---- Information shown
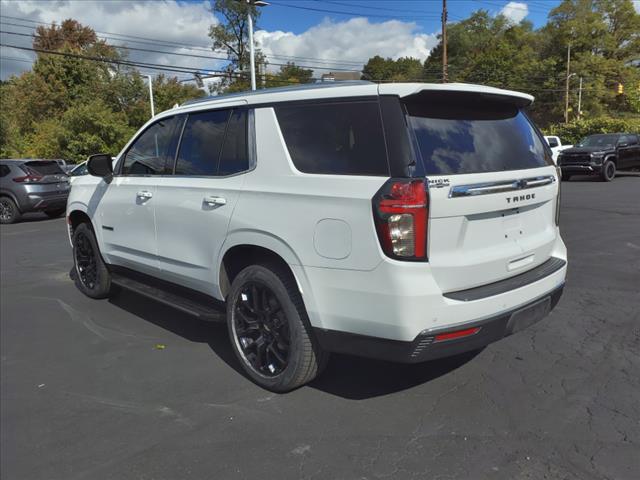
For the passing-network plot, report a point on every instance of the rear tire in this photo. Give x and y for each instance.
(608, 171)
(54, 213)
(9, 212)
(270, 331)
(92, 276)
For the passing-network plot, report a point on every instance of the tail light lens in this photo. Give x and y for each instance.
(400, 210)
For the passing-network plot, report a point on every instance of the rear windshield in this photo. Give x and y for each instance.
(44, 167)
(455, 135)
(343, 138)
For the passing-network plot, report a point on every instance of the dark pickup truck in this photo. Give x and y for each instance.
(602, 155)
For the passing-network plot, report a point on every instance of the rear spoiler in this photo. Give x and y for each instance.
(423, 91)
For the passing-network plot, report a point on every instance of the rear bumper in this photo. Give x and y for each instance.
(427, 345)
(582, 168)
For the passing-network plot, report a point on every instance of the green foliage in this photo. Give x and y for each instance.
(491, 50)
(574, 131)
(232, 36)
(69, 107)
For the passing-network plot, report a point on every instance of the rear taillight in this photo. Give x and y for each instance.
(31, 178)
(400, 210)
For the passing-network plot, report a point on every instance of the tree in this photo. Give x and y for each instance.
(69, 107)
(289, 74)
(231, 35)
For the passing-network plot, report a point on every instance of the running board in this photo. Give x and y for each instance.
(178, 297)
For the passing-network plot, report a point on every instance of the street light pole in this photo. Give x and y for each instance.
(153, 111)
(580, 99)
(252, 61)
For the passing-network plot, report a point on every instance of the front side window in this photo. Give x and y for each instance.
(456, 135)
(151, 152)
(344, 138)
(201, 143)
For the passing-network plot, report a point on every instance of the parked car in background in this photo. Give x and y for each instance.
(601, 154)
(556, 145)
(373, 220)
(32, 186)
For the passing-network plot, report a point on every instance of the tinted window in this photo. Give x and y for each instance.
(151, 152)
(234, 158)
(201, 143)
(455, 135)
(79, 170)
(599, 141)
(44, 167)
(335, 138)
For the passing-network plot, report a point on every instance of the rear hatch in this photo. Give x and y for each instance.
(492, 186)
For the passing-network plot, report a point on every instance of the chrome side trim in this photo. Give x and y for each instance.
(499, 186)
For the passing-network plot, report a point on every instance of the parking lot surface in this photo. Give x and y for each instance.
(127, 388)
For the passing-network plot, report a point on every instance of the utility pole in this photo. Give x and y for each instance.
(580, 99)
(445, 72)
(566, 95)
(153, 111)
(252, 61)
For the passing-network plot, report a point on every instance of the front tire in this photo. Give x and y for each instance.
(9, 212)
(91, 274)
(269, 329)
(608, 171)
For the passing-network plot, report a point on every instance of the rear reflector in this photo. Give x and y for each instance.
(457, 334)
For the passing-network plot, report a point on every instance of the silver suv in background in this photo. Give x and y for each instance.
(32, 186)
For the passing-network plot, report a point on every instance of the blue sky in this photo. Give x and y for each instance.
(323, 35)
(288, 14)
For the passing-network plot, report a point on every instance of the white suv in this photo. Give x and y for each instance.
(399, 221)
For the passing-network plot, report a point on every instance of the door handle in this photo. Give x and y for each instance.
(144, 194)
(215, 200)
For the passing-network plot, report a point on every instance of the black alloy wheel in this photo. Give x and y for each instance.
(261, 329)
(86, 263)
(8, 211)
(608, 171)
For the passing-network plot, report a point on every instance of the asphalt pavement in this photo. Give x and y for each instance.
(130, 389)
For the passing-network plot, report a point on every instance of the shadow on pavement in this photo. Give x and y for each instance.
(345, 376)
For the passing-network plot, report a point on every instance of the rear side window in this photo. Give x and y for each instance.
(201, 143)
(343, 138)
(456, 134)
(152, 150)
(44, 167)
(235, 156)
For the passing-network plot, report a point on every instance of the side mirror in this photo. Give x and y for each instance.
(100, 165)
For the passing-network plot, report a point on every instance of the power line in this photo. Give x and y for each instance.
(184, 46)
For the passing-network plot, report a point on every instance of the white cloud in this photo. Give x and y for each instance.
(171, 21)
(334, 45)
(515, 11)
(348, 44)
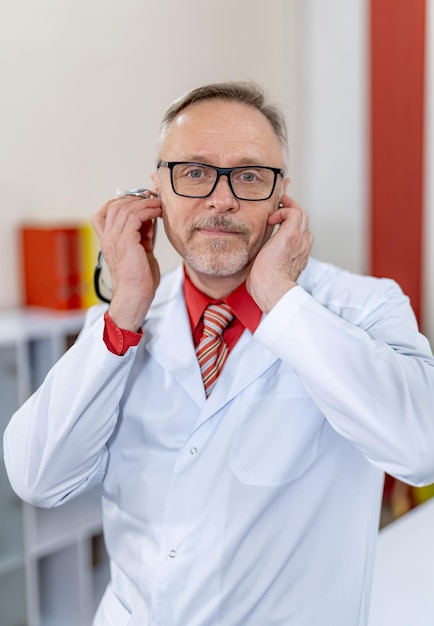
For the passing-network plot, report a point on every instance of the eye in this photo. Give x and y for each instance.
(249, 177)
(196, 173)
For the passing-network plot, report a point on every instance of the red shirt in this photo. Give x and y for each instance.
(246, 311)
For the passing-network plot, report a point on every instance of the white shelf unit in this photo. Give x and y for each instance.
(53, 566)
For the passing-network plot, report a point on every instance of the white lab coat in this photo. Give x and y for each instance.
(260, 505)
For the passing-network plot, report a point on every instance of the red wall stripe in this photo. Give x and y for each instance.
(397, 46)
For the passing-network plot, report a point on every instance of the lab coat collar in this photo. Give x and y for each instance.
(169, 341)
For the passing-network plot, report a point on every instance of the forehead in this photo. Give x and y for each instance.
(223, 133)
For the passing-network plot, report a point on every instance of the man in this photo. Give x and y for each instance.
(250, 497)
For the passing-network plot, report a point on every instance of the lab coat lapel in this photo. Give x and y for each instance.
(247, 361)
(169, 341)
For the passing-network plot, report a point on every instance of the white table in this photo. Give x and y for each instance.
(403, 589)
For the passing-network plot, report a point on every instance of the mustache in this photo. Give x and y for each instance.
(221, 222)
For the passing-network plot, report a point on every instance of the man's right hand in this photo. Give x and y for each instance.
(125, 227)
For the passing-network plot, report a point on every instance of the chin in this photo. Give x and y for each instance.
(217, 262)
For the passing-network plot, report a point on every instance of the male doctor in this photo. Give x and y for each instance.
(248, 496)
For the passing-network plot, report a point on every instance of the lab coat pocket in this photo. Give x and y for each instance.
(277, 436)
(111, 611)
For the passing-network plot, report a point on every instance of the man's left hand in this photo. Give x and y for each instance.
(281, 260)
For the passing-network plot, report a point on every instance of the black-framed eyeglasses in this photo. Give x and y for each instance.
(198, 180)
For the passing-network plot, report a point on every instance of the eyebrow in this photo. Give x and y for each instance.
(240, 162)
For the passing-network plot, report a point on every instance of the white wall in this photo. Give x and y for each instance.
(84, 84)
(335, 142)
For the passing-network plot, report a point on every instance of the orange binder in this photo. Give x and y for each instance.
(51, 266)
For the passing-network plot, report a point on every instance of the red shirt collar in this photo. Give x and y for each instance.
(240, 301)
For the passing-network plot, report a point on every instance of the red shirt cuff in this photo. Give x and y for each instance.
(118, 340)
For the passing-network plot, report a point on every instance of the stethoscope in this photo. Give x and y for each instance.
(101, 277)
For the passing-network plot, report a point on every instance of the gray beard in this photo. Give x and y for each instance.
(220, 258)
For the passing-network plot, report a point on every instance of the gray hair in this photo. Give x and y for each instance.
(245, 92)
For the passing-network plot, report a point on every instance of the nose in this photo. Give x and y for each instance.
(222, 199)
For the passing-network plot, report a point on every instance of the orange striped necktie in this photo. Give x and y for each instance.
(212, 351)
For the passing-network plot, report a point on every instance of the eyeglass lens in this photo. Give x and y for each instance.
(248, 183)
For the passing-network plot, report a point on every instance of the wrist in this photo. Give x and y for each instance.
(127, 317)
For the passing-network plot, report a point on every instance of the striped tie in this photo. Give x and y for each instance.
(212, 351)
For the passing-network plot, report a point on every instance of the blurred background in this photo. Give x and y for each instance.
(84, 84)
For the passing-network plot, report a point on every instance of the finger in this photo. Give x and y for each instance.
(294, 214)
(130, 213)
(148, 231)
(289, 202)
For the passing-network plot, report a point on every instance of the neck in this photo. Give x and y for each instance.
(216, 287)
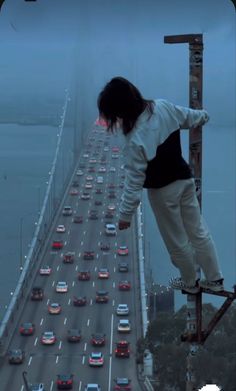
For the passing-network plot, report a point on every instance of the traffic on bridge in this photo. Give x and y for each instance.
(81, 320)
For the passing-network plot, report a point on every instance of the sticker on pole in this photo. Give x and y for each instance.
(210, 387)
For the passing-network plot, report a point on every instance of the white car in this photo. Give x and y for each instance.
(37, 387)
(85, 196)
(61, 228)
(92, 387)
(122, 309)
(124, 326)
(62, 287)
(96, 359)
(110, 229)
(111, 207)
(45, 271)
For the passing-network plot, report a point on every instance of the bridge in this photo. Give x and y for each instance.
(84, 232)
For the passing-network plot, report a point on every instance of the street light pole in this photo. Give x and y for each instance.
(21, 244)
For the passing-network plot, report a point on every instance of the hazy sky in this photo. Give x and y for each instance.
(45, 44)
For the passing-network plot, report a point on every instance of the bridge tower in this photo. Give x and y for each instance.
(194, 333)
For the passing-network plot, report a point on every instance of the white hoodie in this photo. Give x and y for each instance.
(142, 142)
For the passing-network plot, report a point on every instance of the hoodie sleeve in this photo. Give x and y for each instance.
(190, 118)
(135, 173)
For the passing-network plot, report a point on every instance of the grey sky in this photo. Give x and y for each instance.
(40, 41)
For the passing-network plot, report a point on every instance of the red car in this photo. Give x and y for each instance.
(69, 257)
(122, 349)
(27, 328)
(98, 339)
(57, 244)
(79, 301)
(124, 285)
(123, 250)
(64, 382)
(84, 275)
(88, 255)
(122, 384)
(103, 273)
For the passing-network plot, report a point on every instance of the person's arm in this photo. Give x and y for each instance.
(135, 170)
(190, 118)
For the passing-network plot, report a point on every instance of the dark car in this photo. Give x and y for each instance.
(109, 215)
(16, 356)
(122, 349)
(57, 244)
(123, 267)
(78, 219)
(64, 382)
(122, 384)
(73, 335)
(124, 285)
(67, 211)
(88, 255)
(36, 293)
(27, 328)
(84, 275)
(69, 257)
(93, 215)
(79, 301)
(105, 246)
(102, 296)
(98, 339)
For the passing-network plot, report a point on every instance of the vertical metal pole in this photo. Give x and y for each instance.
(21, 244)
(194, 302)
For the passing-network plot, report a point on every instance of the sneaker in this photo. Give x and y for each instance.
(177, 283)
(215, 286)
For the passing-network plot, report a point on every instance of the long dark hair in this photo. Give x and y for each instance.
(121, 99)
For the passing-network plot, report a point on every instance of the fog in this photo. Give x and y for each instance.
(46, 46)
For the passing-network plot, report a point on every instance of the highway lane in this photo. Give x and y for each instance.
(43, 363)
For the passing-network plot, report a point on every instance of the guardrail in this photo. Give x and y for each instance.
(37, 246)
(147, 360)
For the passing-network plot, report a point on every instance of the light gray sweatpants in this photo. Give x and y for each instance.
(183, 230)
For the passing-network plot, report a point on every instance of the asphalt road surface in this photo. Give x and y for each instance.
(42, 363)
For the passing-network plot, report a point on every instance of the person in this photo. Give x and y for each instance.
(153, 160)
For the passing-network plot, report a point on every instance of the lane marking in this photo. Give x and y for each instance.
(110, 359)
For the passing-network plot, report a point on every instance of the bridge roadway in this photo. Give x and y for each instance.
(43, 363)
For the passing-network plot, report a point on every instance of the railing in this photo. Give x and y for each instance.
(39, 240)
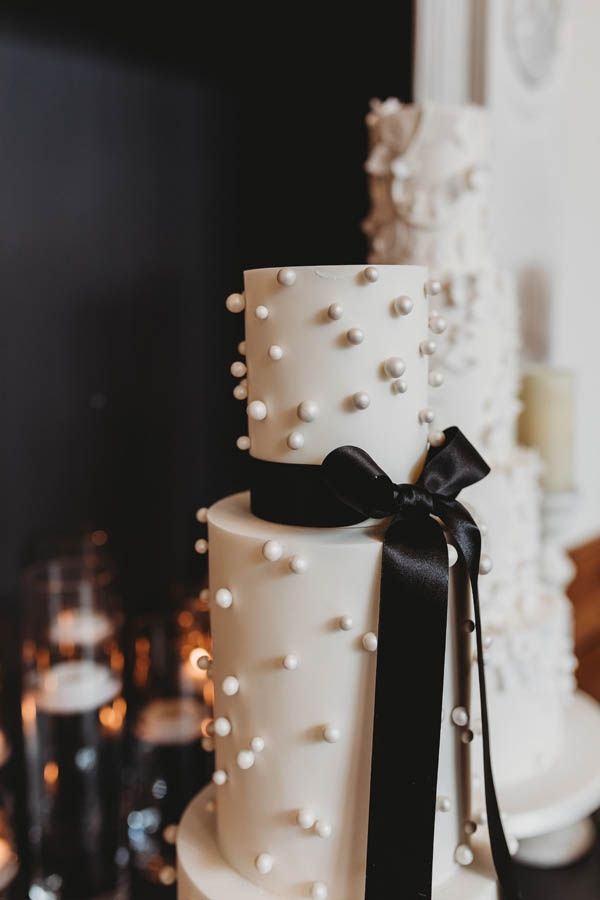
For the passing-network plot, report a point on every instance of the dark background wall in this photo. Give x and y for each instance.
(141, 169)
--------
[Requirements] Write out exactly the lines from the one containing "of the vertical" through the last line of the records above, both ends included, and leave out any pictures.

[Result below]
For the passing-network plot, report a point on every instance of the vertical metal pole in this photo. Give x and y for each instance.
(21, 244)
(194, 302)
For the passing-network plot, report a point on every instance of the sneaker in this photo. Give x and y for each instance.
(177, 283)
(215, 286)
For the passing-network plot, report a point on every instance of the long dark hair in this photo. Give x and y for each instance.
(121, 99)
For the passing-network plot, report a point on every instance of the fog in this photo. Give x and y for each instance.
(46, 46)
For the passing-network plot, report a point on every instance of the highway lane in this photo. Give x and y for each instance.
(43, 363)
For the passing-network plot, report a point on every instance of the guardrail in this photo. Give x and y for each instance.
(37, 246)
(147, 360)
For the passing-network plot, report a point on every instance of the light gray sweatpants in this photo. Give x and y for each instance.
(183, 230)
For the passing-network plot, report a point on every instance of the asphalt road surface in this photo. Give x and y for each instance.
(42, 363)
For the passing-network plot, report a point on every instance of the person in this photo. Give x and y for each instance.
(153, 160)
For the passing-network plot, report a point on every instance of the lane marking in this photo. Give x and y for each instance.
(110, 359)
For the passing-network plot, report a point on every instance of the bridge roadway in this photo. Give x and y for each instance.
(43, 363)
For the passing-network plot, report a point on every instance of the railing in this photo. Give x and y for each instance.
(39, 240)
For the passing-network plot, report a point on every instance of the dark background wall in this photo. Give x and y for each instance.
(141, 169)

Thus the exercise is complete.